### Texto de origem
•••••

Question

A expressão da derivada y' para a função y = f(x) dada implicitamente pela expressão 6y² - cos y = 5 xy e?

Answer 1

$6y^2 - cos (y) = 5xy \\\\ \frac{d}{dx} (6y^2-cos(y)) = \frac{d}{dx} (5xy)\\\\ \frac{d}{dx} (6y^2) - \frac{d}{dx}(cos(y)) = \frac{d}{dx} (5xy)\\\\ 6\frac{d}{dx}(y^2) - \frac{d}{dx}(cos(y)) = 5\frac{d}{dx} (xy)\\\\ 6(2y\frac{dy}{dx} ) - (-sen(y)\frac{dy}{dx} ) = 5(\frac{dx}{dx} y + x\frac{dy}{dx} )\\\\ 12y\frac{dy}{dx} +sen(y)\frac{dy}{dx} = 5y+5x\frac{dy}{dx} \\\\ 12y\frac{dy}{dx} +sen(y)\frac{dy}{dx} - 5x\frac{dy}{dx} = 5y$

$\frac{dy}{dx}(12+sen(y)-5x) = 5y\\\\ \boxed{\boxed{\frac{dy}{dx} = \frac{5y}{12+sen(y)-5x} }}$

•••••

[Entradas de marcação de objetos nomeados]
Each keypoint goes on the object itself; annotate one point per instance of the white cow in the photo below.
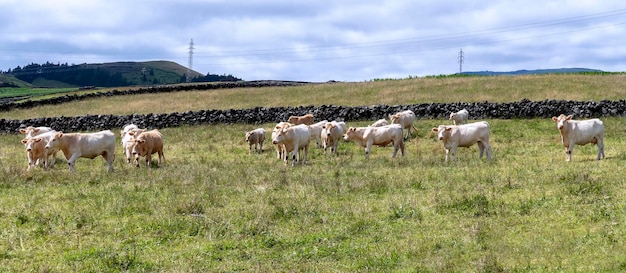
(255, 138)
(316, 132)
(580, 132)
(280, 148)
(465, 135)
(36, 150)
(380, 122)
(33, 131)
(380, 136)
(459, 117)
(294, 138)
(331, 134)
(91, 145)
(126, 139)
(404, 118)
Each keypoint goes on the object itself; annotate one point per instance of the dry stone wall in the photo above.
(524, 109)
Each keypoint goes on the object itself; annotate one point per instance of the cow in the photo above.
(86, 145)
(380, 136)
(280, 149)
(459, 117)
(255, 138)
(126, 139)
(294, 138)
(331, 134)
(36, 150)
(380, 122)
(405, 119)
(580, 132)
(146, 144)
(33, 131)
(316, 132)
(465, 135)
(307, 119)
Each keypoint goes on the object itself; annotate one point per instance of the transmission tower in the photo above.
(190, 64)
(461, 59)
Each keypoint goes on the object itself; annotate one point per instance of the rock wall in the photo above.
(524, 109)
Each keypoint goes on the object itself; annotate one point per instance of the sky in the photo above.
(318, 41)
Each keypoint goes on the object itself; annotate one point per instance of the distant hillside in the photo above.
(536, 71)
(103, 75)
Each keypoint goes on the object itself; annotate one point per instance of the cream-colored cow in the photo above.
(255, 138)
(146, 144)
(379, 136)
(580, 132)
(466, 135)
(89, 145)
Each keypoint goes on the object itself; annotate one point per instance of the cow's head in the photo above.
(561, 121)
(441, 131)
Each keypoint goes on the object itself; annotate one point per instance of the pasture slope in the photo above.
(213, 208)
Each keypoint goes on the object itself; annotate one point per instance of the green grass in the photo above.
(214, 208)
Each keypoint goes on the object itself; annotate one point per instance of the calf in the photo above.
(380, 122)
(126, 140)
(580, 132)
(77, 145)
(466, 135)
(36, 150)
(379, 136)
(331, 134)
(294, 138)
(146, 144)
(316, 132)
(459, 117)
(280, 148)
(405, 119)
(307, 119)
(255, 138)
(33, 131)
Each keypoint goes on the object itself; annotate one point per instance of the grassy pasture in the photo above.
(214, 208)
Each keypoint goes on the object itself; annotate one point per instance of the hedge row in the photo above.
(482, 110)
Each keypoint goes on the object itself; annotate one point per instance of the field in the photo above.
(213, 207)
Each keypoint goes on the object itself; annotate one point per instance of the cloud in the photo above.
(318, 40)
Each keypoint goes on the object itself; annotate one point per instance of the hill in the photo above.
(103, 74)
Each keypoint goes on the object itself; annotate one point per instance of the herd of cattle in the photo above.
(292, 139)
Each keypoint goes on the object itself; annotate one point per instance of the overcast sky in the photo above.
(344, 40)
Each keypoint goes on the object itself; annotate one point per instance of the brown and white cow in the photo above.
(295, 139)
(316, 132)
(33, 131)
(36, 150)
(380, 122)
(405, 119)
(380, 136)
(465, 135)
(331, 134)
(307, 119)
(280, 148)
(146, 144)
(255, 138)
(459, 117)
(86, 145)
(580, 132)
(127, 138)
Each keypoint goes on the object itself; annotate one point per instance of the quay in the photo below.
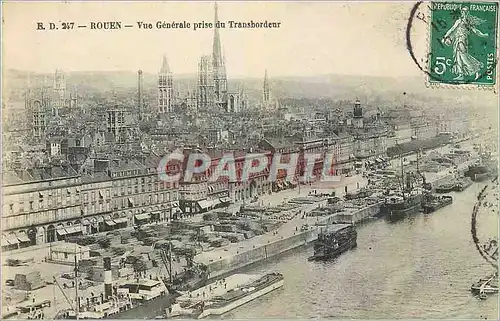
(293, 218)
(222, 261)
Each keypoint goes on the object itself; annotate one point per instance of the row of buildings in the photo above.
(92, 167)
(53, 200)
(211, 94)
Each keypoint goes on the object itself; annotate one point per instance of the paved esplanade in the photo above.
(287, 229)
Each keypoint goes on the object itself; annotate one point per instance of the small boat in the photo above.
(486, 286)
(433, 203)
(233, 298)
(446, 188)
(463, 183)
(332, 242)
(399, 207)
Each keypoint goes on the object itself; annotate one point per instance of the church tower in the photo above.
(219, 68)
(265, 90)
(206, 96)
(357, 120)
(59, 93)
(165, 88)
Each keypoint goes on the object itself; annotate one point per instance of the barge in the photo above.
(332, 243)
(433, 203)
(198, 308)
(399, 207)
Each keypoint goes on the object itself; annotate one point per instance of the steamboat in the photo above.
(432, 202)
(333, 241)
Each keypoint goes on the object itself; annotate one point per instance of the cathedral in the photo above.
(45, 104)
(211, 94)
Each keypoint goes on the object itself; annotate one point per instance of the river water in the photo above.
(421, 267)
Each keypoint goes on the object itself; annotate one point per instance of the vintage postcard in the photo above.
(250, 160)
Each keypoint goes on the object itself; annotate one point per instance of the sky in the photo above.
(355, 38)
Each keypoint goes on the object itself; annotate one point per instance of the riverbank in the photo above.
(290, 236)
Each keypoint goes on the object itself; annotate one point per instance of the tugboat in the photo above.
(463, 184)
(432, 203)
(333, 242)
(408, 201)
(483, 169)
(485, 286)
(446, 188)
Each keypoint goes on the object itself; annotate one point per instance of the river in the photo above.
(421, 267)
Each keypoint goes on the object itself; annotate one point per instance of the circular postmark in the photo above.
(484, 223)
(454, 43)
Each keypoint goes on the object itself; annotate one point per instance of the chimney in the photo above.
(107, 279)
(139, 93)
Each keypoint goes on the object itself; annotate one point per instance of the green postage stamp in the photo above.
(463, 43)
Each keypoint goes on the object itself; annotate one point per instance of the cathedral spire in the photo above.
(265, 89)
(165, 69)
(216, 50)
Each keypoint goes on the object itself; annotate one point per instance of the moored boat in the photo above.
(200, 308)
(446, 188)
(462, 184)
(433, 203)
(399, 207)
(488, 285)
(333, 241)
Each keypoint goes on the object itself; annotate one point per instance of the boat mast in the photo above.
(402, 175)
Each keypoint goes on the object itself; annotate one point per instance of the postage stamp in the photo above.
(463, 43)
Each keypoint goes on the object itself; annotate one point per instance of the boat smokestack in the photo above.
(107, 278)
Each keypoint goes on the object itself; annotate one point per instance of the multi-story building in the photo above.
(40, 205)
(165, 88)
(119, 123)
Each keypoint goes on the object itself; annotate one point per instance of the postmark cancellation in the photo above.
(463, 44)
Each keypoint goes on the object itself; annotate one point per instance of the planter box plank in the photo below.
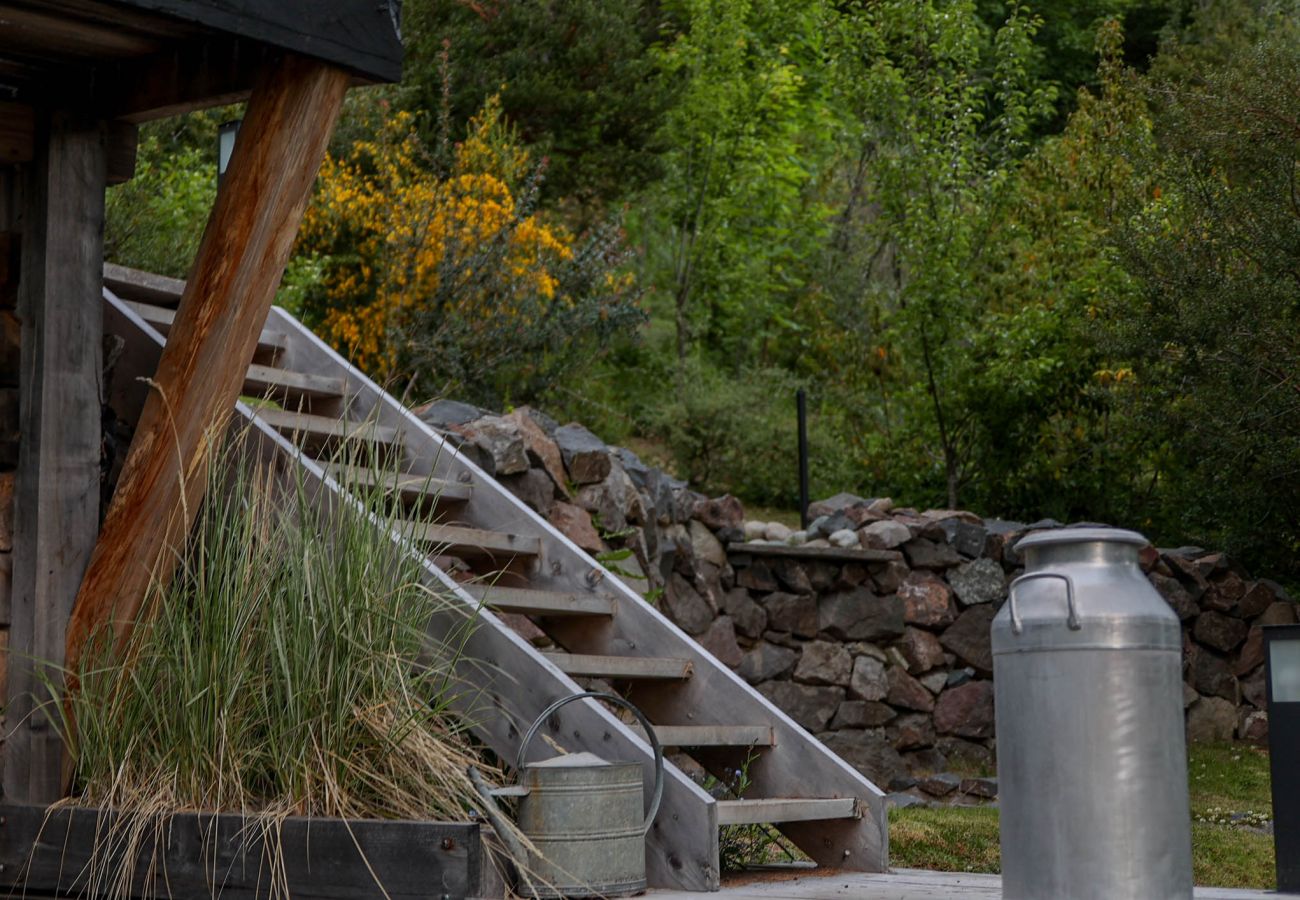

•••••

### Instruções das tarefas
• 1. Quais são os termos que compõem a equação apresentada na pergunta do texto sobre derivação implícita?
• 2. Devolva todas as linhas dos registros em que aparece a palavra "white".
O texto e os registros são materiais independentes entre si.

### Resultados por tarefa
• 1. 6y², −cos y, 5xy

• 2.
Each keypoint goes on the object itself; annotate one point per instance of the white cow in the photo below.
Each keypoint goes on the object itself; annotate one point per instance of the brown and white cow in the photo above.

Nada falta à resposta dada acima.